[What the exercise asks]: Every line of the listing below must be printed again exactly, apart from its pictures.

[Source records]:
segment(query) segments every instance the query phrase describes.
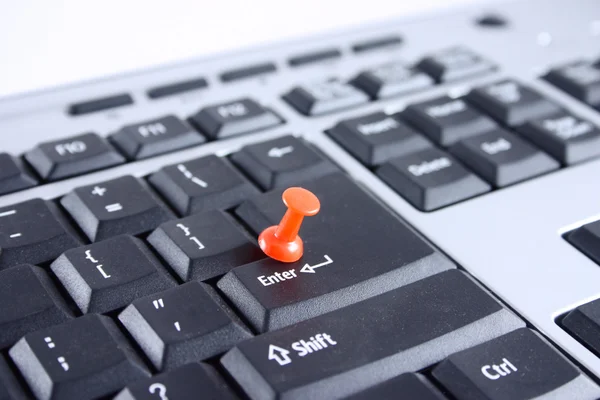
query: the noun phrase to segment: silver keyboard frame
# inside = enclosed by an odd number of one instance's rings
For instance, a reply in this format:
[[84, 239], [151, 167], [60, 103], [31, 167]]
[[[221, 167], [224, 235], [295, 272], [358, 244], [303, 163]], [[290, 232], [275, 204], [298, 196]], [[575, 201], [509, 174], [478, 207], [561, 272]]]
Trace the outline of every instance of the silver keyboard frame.
[[[506, 28], [473, 23], [488, 11], [505, 16]], [[596, 22], [593, 22], [596, 21]], [[303, 136], [362, 183], [376, 197], [424, 234], [435, 246], [469, 271], [539, 331], [589, 371], [600, 377], [600, 358], [565, 332], [555, 319], [600, 298], [600, 265], [571, 246], [562, 235], [600, 219], [600, 159], [553, 172], [431, 213], [416, 210], [324, 134], [338, 121], [375, 111], [395, 112], [406, 104], [450, 93], [459, 96], [473, 86], [503, 77], [516, 78], [556, 99], [565, 108], [600, 126], [600, 113], [540, 80], [548, 67], [600, 57], [600, 3], [597, 0], [533, 0], [469, 8], [419, 21], [389, 21], [328, 37], [303, 39], [269, 48], [165, 66], [73, 87], [0, 100], [2, 151], [21, 154], [38, 143], [82, 132], [107, 135], [120, 126], [174, 114], [185, 118], [200, 108], [249, 96], [272, 107], [287, 123], [267, 131], [211, 142], [196, 148], [126, 164], [0, 197], [0, 206], [41, 197], [53, 199], [71, 189], [125, 174], [145, 176], [164, 165], [216, 153], [226, 155], [249, 143], [284, 134]], [[351, 44], [400, 34], [399, 47], [363, 54]], [[198, 40], [211, 40], [199, 38]], [[291, 87], [329, 77], [349, 79], [359, 71], [389, 61], [413, 63], [426, 53], [463, 45], [497, 63], [497, 72], [477, 79], [322, 117], [304, 117], [281, 99]], [[337, 47], [339, 60], [290, 68], [292, 55]], [[135, 51], [135, 49], [132, 49]], [[159, 50], [157, 50], [159, 51]], [[221, 83], [224, 70], [274, 61], [279, 71], [262, 77]], [[44, 68], [44, 66], [40, 66]], [[148, 88], [203, 76], [209, 88], [150, 100]], [[121, 92], [135, 105], [71, 117], [68, 104]], [[326, 212], [326, 210], [323, 210]], [[399, 244], [401, 245], [401, 244]], [[407, 323], [410, 323], [407, 321]]]

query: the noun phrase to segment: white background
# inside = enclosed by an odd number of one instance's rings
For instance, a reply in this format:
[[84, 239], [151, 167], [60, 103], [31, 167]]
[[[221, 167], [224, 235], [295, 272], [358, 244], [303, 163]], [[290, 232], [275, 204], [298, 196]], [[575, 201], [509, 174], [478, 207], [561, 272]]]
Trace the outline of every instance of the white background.
[[0, 97], [481, 0], [0, 0]]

[Answer to this task]:
segment(query) segments every instance the query phrase describes.
query: the noun phrase to segment: silver keyboard frame
# inside = enclosed by an odd number of one instance's rings
For instance, a reply in this format:
[[84, 239], [151, 167], [60, 103], [31, 167]]
[[[221, 167], [224, 235], [295, 272], [358, 244], [303, 163]], [[290, 232], [275, 204], [298, 196]], [[575, 201], [509, 174], [478, 207], [561, 272]]]
Trace the outline of every instance of the silver keyboard frame.
[[[506, 28], [473, 23], [488, 11], [505, 16]], [[596, 22], [593, 22], [596, 21]], [[303, 136], [362, 183], [376, 197], [424, 234], [435, 246], [469, 271], [539, 331], [589, 371], [600, 377], [600, 358], [565, 332], [555, 319], [600, 298], [600, 265], [571, 246], [562, 235], [600, 219], [600, 159], [553, 172], [431, 213], [416, 210], [324, 134], [338, 121], [375, 111], [395, 112], [406, 104], [450, 93], [459, 96], [473, 86], [503, 77], [516, 78], [556, 99], [565, 108], [600, 126], [600, 113], [540, 80], [548, 67], [600, 57], [600, 3], [597, 0], [533, 0], [469, 8], [419, 21], [389, 21], [328, 37], [303, 39], [269, 48], [165, 66], [73, 87], [0, 100], [2, 151], [21, 154], [38, 143], [82, 132], [107, 135], [120, 126], [174, 114], [185, 118], [200, 108], [249, 96], [272, 107], [287, 123], [267, 131], [211, 142], [196, 148], [126, 164], [0, 197], [0, 206], [41, 197], [53, 199], [71, 189], [125, 174], [145, 176], [164, 165], [216, 153], [226, 155], [249, 143], [284, 134]], [[351, 44], [400, 34], [399, 47], [363, 54]], [[198, 40], [211, 40], [199, 38]], [[291, 87], [329, 77], [349, 79], [359, 71], [389, 61], [413, 63], [426, 53], [463, 45], [497, 63], [497, 72], [477, 79], [322, 117], [304, 117], [281, 99]], [[337, 47], [339, 60], [290, 68], [292, 55]], [[135, 51], [135, 49], [132, 49]], [[159, 50], [157, 50], [159, 51]], [[221, 83], [224, 70], [274, 61], [279, 71], [262, 77]], [[44, 68], [44, 66], [40, 66]], [[148, 88], [203, 76], [209, 88], [150, 100]], [[121, 92], [135, 105], [71, 117], [68, 104]], [[326, 212], [326, 210], [323, 210]], [[399, 244], [401, 245], [401, 244]], [[407, 323], [410, 323], [407, 321]]]

query: the noun phrase to segment: white background
# inside = enclosed by an odd number of one instance's rings
For instance, a reply in this format:
[[84, 239], [151, 167], [60, 103], [31, 167]]
[[[221, 167], [224, 235], [295, 272], [358, 244], [303, 163]], [[290, 232], [275, 204], [298, 196]], [[575, 201], [509, 174], [478, 207], [561, 272]]]
Trace the outline of every instance of the white background.
[[0, 97], [481, 0], [0, 0]]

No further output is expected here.